"""

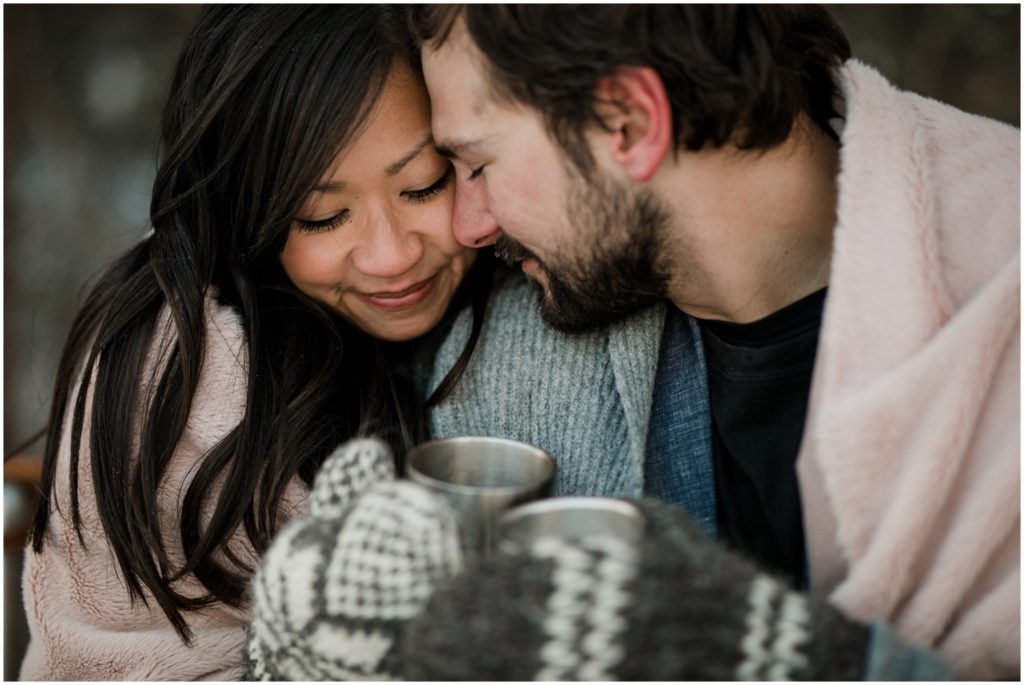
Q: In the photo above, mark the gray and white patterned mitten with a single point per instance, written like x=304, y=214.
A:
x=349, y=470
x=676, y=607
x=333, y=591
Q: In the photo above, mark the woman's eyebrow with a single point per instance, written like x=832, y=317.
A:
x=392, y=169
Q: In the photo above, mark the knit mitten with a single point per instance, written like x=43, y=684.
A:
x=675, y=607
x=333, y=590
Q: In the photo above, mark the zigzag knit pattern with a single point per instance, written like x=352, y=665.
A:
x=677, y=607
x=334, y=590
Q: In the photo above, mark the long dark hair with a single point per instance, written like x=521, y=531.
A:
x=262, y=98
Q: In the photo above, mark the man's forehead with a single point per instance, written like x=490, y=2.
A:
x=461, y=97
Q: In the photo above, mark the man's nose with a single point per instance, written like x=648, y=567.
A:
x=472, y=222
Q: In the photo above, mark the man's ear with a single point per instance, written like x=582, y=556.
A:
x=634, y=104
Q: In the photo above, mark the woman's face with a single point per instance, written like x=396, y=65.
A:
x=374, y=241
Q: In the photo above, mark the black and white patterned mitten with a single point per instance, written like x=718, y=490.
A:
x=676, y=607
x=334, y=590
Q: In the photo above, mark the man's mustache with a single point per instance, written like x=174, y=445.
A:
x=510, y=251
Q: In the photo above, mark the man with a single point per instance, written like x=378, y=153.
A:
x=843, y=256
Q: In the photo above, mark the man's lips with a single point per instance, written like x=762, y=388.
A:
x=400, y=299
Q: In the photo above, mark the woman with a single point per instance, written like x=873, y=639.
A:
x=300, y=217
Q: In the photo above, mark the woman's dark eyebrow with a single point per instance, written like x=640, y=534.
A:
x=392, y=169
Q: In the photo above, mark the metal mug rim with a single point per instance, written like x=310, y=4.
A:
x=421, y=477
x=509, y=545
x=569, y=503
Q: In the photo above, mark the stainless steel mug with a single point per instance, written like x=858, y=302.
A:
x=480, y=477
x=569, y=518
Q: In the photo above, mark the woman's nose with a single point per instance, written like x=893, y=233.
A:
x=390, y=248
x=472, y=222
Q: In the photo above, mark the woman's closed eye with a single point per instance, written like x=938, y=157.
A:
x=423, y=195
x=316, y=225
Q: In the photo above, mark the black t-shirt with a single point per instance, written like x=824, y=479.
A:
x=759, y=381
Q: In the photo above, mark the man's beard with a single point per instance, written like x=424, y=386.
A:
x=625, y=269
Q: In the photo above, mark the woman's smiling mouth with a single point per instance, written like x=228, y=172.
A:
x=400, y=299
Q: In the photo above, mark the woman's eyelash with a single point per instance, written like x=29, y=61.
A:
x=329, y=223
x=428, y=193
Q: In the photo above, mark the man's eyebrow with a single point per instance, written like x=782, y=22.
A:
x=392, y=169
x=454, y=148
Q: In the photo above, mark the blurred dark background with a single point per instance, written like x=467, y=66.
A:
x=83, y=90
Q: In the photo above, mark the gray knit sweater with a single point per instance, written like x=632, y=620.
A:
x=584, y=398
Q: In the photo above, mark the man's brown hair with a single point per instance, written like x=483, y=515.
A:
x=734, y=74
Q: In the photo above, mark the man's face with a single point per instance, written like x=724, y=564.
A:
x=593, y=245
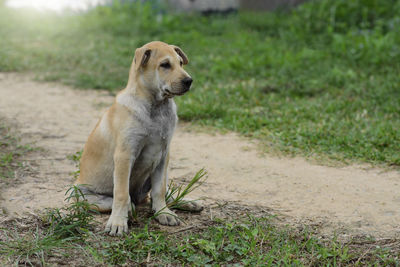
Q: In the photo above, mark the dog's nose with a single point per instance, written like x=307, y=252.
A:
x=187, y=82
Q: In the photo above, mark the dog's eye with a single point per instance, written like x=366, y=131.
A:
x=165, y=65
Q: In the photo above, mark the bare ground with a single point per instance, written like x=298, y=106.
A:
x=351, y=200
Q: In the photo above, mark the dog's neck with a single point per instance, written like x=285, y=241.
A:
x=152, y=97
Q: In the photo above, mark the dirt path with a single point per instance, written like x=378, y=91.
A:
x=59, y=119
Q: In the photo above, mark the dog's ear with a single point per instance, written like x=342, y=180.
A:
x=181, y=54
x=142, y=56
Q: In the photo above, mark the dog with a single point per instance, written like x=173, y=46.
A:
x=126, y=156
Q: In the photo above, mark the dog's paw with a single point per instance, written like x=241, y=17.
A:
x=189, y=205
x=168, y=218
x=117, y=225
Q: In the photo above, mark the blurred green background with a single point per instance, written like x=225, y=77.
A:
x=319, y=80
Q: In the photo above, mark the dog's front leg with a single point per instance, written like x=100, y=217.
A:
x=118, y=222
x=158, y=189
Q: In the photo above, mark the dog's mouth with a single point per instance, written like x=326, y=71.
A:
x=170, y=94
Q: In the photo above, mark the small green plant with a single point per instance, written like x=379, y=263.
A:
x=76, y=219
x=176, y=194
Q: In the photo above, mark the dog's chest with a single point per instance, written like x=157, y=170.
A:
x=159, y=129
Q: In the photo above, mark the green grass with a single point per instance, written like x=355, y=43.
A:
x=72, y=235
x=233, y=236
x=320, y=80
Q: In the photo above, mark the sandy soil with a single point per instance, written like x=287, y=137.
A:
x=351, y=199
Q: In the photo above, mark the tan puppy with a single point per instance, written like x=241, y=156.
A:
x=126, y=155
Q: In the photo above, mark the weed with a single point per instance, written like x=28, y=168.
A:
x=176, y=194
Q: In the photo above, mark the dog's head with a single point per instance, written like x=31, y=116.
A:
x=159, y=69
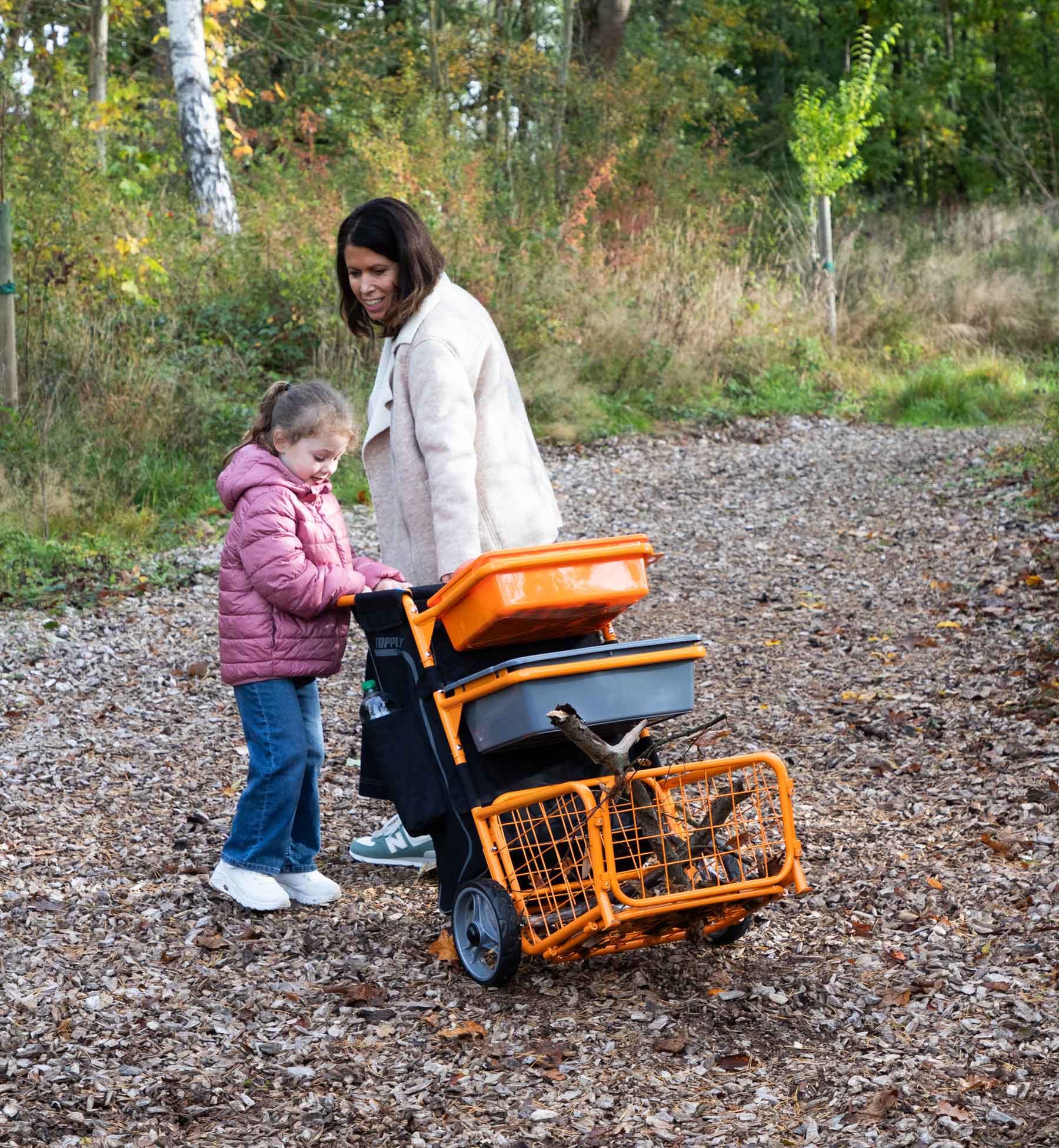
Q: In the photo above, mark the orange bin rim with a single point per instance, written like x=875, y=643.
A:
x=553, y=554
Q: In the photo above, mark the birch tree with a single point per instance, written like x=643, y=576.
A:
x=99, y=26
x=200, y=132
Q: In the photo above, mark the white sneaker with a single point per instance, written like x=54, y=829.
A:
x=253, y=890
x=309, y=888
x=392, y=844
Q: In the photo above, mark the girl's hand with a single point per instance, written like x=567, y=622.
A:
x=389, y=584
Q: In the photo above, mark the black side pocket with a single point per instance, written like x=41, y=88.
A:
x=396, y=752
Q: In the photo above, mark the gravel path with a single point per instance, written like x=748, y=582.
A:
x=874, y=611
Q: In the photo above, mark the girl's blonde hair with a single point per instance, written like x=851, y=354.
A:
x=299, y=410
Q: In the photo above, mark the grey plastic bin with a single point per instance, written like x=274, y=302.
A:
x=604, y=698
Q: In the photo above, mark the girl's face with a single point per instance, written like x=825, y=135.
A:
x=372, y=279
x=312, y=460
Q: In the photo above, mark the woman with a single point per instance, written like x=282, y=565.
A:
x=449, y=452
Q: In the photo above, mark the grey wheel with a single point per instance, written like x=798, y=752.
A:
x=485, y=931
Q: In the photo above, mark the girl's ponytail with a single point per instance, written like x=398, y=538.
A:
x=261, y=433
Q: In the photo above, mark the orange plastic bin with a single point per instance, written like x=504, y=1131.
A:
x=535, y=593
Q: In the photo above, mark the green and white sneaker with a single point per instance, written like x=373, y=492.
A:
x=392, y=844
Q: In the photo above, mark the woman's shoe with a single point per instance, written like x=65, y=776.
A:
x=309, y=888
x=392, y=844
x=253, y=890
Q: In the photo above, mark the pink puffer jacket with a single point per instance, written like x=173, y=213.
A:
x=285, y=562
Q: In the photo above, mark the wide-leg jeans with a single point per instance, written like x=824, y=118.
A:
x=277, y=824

"""

**Directions for this task:** From the line that contains "Q: In the photo above, mark the girl's blonde" down to the last line of the listing above, repeat each line exactly, and include nothing else.

**Answer to the task:**
Q: In the photo above, mark the girl's blonde hair with a single point per instance, written like x=851, y=354.
A:
x=299, y=410
Q: In the photo above, mark the grey plastic bin with a single point per instance, written like x=274, y=302.
A:
x=604, y=698
Q: In the photo above, mark the girl's face with a single point per instance, written like x=825, y=135.
A:
x=372, y=279
x=312, y=460
Q: In the photo above, mark the woman with a single point per instance, written like x=282, y=565.
A:
x=449, y=452
Q: In the photo above, mark the grey wheel with a single point per instance, written like x=798, y=752.
A:
x=485, y=931
Q: In the photo above, mark the girl's ponytail with a single point per instance, written like x=398, y=538.
A:
x=261, y=433
Q: In the photo above, mark the orange plastic bin with a single point per instance, written like x=504, y=1131.
A:
x=535, y=593
Q: In the photo above, mark the green and white sneaker with a single point per instance, written like x=373, y=492.
A:
x=392, y=844
Q: In the photo above, mark the woman's shoe with a single point per instance, written like x=65, y=776.
A:
x=309, y=888
x=392, y=844
x=253, y=890
Q: In the photo above, mark the pink puffer jacket with a single point per instance, written like x=173, y=213.
A:
x=285, y=562
Q: In the photo above, mark the wide-leg jeans with a single point per instance, written like x=824, y=118.
A:
x=277, y=824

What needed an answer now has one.